Dataset entries:
((

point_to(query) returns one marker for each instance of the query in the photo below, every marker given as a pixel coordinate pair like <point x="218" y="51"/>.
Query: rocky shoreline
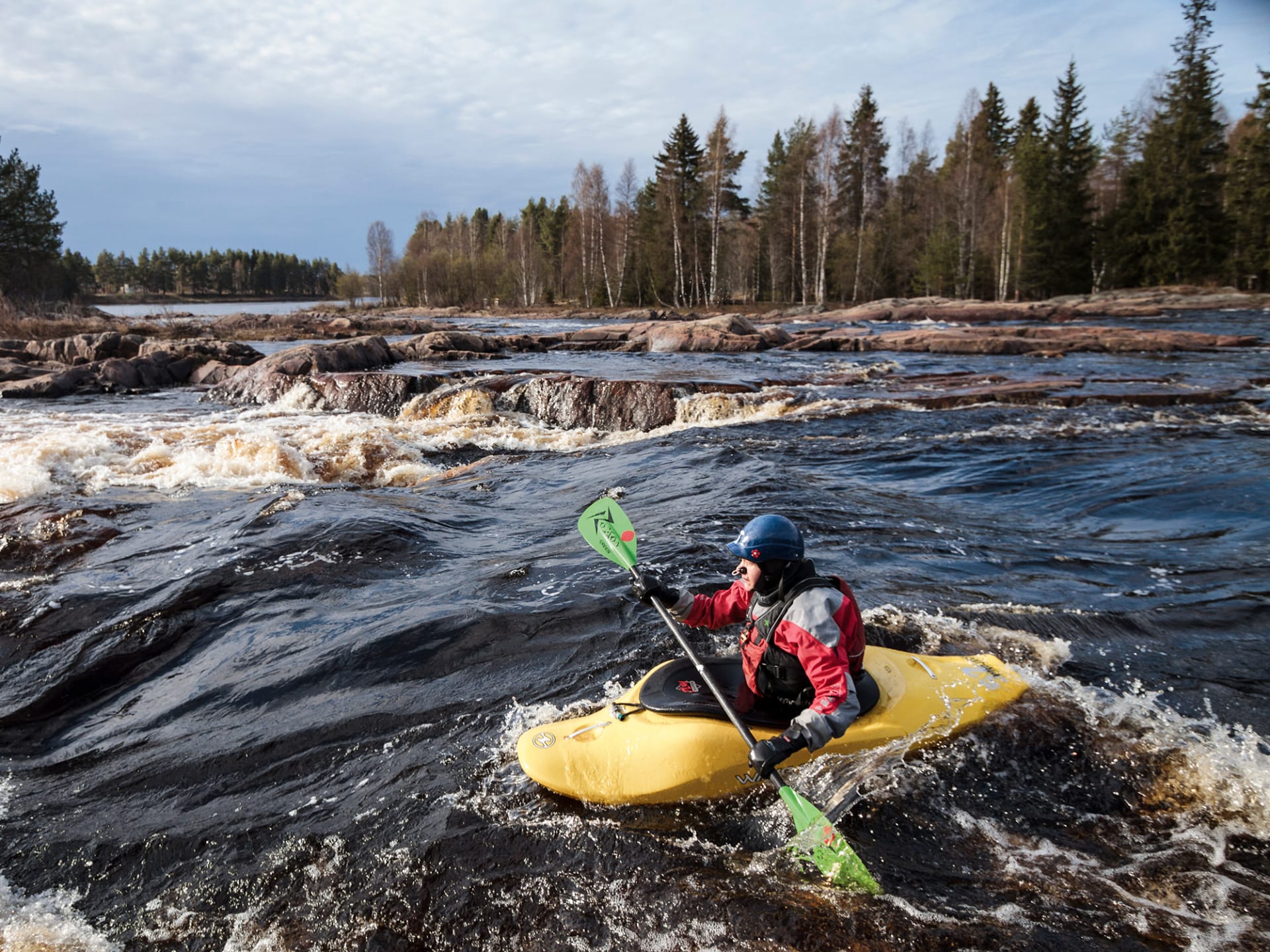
<point x="353" y="371"/>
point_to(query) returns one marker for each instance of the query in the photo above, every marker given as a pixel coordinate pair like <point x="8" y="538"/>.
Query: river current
<point x="263" y="670"/>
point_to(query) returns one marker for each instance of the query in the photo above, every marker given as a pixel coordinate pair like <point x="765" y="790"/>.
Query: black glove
<point x="766" y="754"/>
<point x="646" y="587"/>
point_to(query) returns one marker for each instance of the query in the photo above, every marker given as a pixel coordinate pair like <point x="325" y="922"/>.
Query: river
<point x="265" y="669"/>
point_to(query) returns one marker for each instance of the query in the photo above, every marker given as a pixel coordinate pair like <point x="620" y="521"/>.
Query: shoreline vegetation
<point x="1019" y="206"/>
<point x="343" y="360"/>
<point x="331" y="319"/>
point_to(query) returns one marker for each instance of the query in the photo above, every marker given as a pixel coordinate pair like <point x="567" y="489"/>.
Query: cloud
<point x="454" y="104"/>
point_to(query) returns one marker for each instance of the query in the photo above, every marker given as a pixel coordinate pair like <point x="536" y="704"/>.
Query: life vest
<point x="778" y="673"/>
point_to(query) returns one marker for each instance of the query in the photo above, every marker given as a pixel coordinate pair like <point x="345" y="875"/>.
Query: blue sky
<point x="292" y="126"/>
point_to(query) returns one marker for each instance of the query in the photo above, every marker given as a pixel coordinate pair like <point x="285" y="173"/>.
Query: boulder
<point x="1048" y="339"/>
<point x="271" y="377"/>
<point x="370" y="393"/>
<point x="84" y="348"/>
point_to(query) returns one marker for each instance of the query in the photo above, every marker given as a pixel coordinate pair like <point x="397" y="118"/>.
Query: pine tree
<point x="679" y="178"/>
<point x="1067" y="233"/>
<point x="1179" y="190"/>
<point x="770" y="212"/>
<point x="1031" y="165"/>
<point x="31" y="237"/>
<point x="996" y="122"/>
<point x="723" y="197"/>
<point x="1249" y="192"/>
<point x="861" y="173"/>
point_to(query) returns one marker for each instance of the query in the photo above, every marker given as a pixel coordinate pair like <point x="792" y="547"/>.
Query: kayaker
<point x="803" y="636"/>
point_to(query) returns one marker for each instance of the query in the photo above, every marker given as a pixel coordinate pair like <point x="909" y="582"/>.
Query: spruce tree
<point x="1249" y="192"/>
<point x="31" y="237"/>
<point x="1031" y="165"/>
<point x="996" y="122"/>
<point x="1067" y="230"/>
<point x="679" y="178"/>
<point x="1179" y="192"/>
<point x="861" y="173"/>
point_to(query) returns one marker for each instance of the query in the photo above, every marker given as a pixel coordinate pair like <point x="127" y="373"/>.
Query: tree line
<point x="235" y="272"/>
<point x="1017" y="206"/>
<point x="33" y="263"/>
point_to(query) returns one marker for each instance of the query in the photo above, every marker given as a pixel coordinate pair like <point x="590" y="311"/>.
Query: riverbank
<point x="333" y="319"/>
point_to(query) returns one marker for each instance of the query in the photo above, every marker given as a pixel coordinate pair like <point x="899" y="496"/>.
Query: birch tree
<point x="679" y="178"/>
<point x="828" y="143"/>
<point x="628" y="190"/>
<point x="379" y="253"/>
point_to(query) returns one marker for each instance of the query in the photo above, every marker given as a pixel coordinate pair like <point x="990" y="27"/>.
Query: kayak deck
<point x="626" y="753"/>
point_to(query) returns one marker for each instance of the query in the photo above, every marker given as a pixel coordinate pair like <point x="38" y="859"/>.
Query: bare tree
<point x="828" y="141"/>
<point x="722" y="164"/>
<point x="379" y="253"/>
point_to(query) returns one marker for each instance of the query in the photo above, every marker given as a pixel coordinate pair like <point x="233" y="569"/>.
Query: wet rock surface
<point x="111" y="362"/>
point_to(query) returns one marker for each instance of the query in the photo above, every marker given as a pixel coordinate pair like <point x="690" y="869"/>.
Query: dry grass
<point x="58" y="321"/>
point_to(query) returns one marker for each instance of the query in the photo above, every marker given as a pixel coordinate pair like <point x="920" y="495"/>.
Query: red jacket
<point x="822" y="629"/>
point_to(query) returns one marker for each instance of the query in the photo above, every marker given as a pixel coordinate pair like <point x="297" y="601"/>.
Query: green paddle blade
<point x="605" y="526"/>
<point x="818" y="843"/>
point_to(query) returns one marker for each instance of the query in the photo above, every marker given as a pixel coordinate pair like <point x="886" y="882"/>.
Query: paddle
<point x="610" y="532"/>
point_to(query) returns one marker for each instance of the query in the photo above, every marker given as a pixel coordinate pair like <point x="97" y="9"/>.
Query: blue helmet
<point x="769" y="537"/>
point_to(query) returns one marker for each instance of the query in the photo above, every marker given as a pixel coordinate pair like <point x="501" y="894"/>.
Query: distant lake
<point x="219" y="309"/>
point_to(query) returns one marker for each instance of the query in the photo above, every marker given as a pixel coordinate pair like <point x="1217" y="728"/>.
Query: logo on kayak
<point x="990" y="678"/>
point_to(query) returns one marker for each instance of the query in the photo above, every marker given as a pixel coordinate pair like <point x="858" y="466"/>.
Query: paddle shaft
<point x="775" y="777"/>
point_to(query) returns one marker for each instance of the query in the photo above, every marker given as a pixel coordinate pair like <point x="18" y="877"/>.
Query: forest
<point x="1017" y="205"/>
<point x="1020" y="205"/>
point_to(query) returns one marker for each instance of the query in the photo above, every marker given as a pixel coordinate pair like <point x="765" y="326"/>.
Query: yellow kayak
<point x="666" y="740"/>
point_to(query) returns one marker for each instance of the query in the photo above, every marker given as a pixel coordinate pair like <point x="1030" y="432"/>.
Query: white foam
<point x="46" y="923"/>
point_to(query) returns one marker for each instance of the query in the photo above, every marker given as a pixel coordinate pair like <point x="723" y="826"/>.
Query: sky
<point x="291" y="126"/>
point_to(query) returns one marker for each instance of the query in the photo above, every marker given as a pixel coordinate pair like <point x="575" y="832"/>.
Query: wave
<point x="291" y="442"/>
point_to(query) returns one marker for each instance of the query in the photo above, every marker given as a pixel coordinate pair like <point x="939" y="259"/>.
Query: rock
<point x="727" y="333"/>
<point x="447" y="344"/>
<point x="574" y="403"/>
<point x="118" y="374"/>
<point x="12" y="368"/>
<point x="270" y="379"/>
<point x="212" y="372"/>
<point x="370" y="393"/>
<point x="84" y="348"/>
<point x="50" y="385"/>
<point x="202" y="349"/>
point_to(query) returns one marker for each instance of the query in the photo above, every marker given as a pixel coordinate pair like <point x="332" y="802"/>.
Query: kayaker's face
<point x="748" y="573"/>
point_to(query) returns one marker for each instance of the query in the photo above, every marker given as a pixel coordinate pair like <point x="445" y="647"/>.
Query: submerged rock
<point x="1042" y="340"/>
<point x="55" y="368"/>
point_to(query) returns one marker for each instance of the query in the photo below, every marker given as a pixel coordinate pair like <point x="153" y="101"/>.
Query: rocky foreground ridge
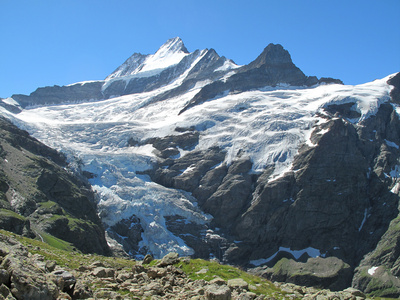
<point x="323" y="199"/>
<point x="33" y="270"/>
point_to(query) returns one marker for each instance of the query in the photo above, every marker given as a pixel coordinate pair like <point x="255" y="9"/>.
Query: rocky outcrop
<point x="272" y="67"/>
<point x="78" y="92"/>
<point x="331" y="273"/>
<point x="39" y="195"/>
<point x="24" y="275"/>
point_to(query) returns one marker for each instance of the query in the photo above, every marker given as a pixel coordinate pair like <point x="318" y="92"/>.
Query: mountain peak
<point x="173" y="45"/>
<point x="169" y="54"/>
<point x="273" y="54"/>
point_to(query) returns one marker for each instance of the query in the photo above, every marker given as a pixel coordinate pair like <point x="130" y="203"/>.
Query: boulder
<point x="331" y="273"/>
<point x="169" y="259"/>
<point x="217" y="292"/>
<point x="238" y="284"/>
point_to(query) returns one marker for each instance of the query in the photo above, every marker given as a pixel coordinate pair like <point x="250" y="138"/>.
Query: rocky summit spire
<point x="173" y="45"/>
<point x="273" y="55"/>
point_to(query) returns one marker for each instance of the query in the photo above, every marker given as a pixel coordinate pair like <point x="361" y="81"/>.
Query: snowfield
<point x="268" y="125"/>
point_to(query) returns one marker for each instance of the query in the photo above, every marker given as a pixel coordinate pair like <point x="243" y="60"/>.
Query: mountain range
<point x="256" y="165"/>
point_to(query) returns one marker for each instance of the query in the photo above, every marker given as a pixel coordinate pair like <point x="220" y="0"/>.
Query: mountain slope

))

→ **Work order**: In the entries above, count each line that includes "below" and report the total with no other text.

→ **Written answer**: 2